Can you rewrite the material from the line containing "Where can the grass" up to and including the line containing "pixel 439 673" as a numbered list, with any blank lines dropped?

**Task input:**

##############################

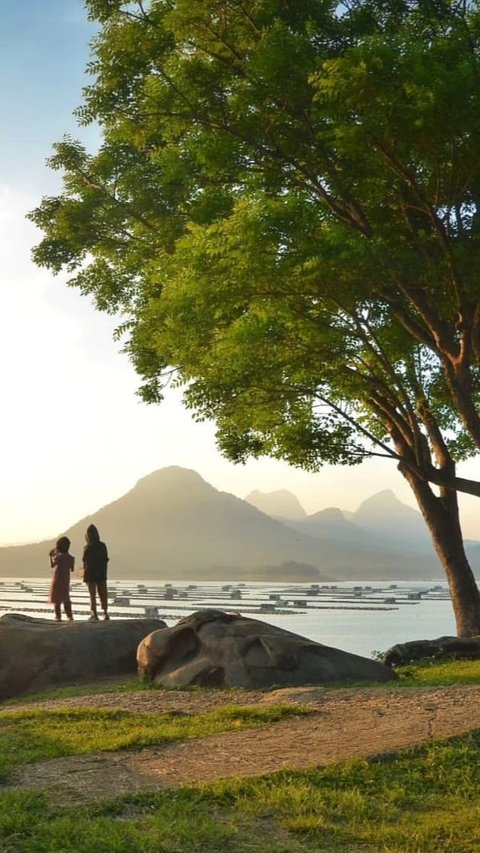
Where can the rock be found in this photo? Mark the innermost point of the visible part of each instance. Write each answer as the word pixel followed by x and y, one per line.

##############################

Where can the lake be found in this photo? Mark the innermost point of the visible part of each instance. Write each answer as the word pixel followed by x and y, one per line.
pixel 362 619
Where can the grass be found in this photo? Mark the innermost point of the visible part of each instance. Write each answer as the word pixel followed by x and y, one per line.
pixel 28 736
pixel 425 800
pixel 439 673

##############################

**Finished task:**
1. Where can the grass be found in this photo? Mark the innermost point of the visible part of each instance. Write each answer as the word pixel followed by x and y, one per line.
2. pixel 28 736
3. pixel 425 800
4. pixel 439 673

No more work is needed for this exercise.